### Records from a dataset
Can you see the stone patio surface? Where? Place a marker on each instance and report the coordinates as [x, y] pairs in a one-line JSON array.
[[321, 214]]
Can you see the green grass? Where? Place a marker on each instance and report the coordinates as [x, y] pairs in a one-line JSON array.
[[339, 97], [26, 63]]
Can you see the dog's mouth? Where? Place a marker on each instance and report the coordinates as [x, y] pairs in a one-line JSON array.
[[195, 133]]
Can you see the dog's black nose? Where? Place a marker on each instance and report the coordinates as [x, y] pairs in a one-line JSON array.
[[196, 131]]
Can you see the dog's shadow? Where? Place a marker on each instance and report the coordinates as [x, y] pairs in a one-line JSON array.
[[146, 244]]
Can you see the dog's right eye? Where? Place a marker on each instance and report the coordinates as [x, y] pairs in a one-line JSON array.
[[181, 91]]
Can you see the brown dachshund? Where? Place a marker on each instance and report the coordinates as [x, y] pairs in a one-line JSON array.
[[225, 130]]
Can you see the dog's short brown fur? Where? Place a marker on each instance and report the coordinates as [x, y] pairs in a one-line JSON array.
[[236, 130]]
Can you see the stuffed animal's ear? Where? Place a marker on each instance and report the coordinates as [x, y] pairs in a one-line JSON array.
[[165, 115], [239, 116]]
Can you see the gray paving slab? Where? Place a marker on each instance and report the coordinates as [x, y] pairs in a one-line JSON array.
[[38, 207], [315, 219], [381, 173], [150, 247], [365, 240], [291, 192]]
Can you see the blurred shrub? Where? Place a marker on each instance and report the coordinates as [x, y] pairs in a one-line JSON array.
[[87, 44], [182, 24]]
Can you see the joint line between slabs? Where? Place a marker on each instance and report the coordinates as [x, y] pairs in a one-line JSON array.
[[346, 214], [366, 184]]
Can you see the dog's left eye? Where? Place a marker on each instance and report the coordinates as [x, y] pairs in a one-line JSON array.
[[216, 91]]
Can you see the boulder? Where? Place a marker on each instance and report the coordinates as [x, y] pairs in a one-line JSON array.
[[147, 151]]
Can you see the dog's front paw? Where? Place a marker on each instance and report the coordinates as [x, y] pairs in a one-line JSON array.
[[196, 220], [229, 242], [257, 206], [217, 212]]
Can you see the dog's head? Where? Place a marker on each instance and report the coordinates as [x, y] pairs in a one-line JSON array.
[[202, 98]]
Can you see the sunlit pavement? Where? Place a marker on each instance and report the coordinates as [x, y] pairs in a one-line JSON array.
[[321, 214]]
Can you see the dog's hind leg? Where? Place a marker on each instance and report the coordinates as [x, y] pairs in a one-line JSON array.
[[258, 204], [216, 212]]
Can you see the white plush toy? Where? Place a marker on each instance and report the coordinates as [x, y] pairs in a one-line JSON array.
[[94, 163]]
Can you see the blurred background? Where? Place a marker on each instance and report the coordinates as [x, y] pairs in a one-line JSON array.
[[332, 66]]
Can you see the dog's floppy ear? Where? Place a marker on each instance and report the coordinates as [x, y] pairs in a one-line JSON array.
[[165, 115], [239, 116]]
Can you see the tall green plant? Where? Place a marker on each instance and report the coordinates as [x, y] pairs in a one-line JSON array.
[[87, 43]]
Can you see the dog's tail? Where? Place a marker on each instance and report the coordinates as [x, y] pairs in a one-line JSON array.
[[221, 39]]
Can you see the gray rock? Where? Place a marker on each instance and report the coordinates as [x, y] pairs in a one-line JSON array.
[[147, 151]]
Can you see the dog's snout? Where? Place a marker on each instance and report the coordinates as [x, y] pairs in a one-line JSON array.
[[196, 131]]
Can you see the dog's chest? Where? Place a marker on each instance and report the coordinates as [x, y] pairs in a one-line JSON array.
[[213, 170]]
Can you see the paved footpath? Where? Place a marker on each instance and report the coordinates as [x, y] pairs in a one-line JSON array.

### Your goal
Set out every record in full, exactly as given.

### Response
Can you see the stone patio surface? Where? Place a marker on each instance and report the coordinates as [x, y] pairs in a one-line JSON array.
[[321, 214]]
Can you see the green grass? Where? Place a marker on each instance and report the coordinates as [x, y] pairs in a one-line JSON array.
[[339, 97], [26, 63]]
Can you see the dog's mouth? Where? Place a marker on each instance and report the coordinates as [x, y] pairs in a one-line JSON array.
[[195, 133]]
Can you see the dog's black nose? Where? Place a marker on each instance and report the coordinates as [x, y] pairs in a one-line JSON array.
[[196, 131]]
Can you see the dog's shadow? Where? Place a marker on each instance and report the coordinates as [x, y] pairs in a one-line JSON array.
[[146, 244]]
Can you see the dog's right eye? Where? Place a marker on each instance and report the coordinates as [x, y] pairs in a one-line JSON array.
[[181, 91]]
Can you see the brown dachshund? Where? Place a marker on each instance and report the coordinates as [x, y] pairs in a one-line JSON array.
[[225, 130]]
Can you see the dog's short brown fur? Where? Place a marker on each instance and report the coordinates as [x, y] pairs in a one-line JSON array.
[[236, 130]]
Can you see the stuffed animal's ear? Where? Place a marker on each instance and report the coordinates as [x, y] pairs in a one-line JSON array.
[[165, 115], [239, 116]]
Can you see the gray paving slab? Where? Place a marker on each instance and report the coordinates as [x, y] pairs in a one-line JSON array.
[[38, 207], [315, 219], [381, 173], [150, 247], [365, 240], [291, 192]]
Can you see the blurred shrub? Where? Place a marker on each instance and report the coordinates as [x, y] pairs in a one-line JSON array.
[[87, 44], [182, 24]]
Can you see the joint line between slabs? Where? Place a marker on each instance and report the coordinates as [x, y] pairs in a one-line JSON array.
[[346, 214], [366, 184]]
Can you see the dog's left eye? Where? Place a marker on each instance and report the coordinates as [x, y] pairs in a one-line JSON array.
[[216, 91]]
Can you see the boulder? Where? Place a marker on each instance and report the coordinates as [x, y] pairs in a one-line JSON array.
[[147, 151]]
Can you see the dog's front paw? Where? Place a marker on each instance and report the coordinates as [x, y] pairs in a one-line JSON array.
[[196, 220], [229, 242], [257, 206], [217, 212]]
Can you see the dog's head? Where? Place a marker on each instance and report the coordinates as [x, y] pairs in a one-line JSON array.
[[202, 98]]
Can you see the sunlit pavement? Where? Place a marker on each instance and report the coordinates as [x, y] pairs in a one-line JSON array.
[[321, 214]]
Can you see the dog's hind leg? Where? Place a marker on each instance and report the coordinates as [x, y] pairs in a one-line JSON array.
[[258, 204], [216, 212]]
Can you see the white plush toy? Where? Place a marker on each instance and report the coordinates as [x, y] pairs in a one-line JSON array.
[[94, 163]]
Can you see the blurred background? Where? Place a marker on each instance and report the coordinates as [x, y] pairs in a one-line JSON array.
[[332, 66]]
Can you see the dog's floppy ear? Where? Place a marker on each instance and report the coordinates as [x, y] pairs in a one-line JSON array.
[[165, 115], [239, 116]]
Can you see the tall green plant? Where? Place a marker on each instance and report the coordinates as [x, y] pairs in a one-line JSON array.
[[87, 43]]
Can you see the dog's tail? Where? Place a marker on each instance and report the coordinates as [x, y] pairs in a one-line JSON array.
[[221, 39]]
Can you see the gray rock? Where? Place a marker on each instance and report the coordinates as [x, y] pairs in a one-line JSON array.
[[147, 151]]
Can you see the dog's snout? Where? Place a marker on each instance and report the coordinates as [x, y] pairs in a one-line JSON array.
[[196, 131]]
Can you see the dog's chest? Where? Place a marker on each instance and report the coordinates as [x, y] pairs in a one-line JSON array.
[[213, 170]]
Can you see the paved footpath? Where? Place a marker on each instance and report the coordinates as [x, y] pairs in a one-line JSON array.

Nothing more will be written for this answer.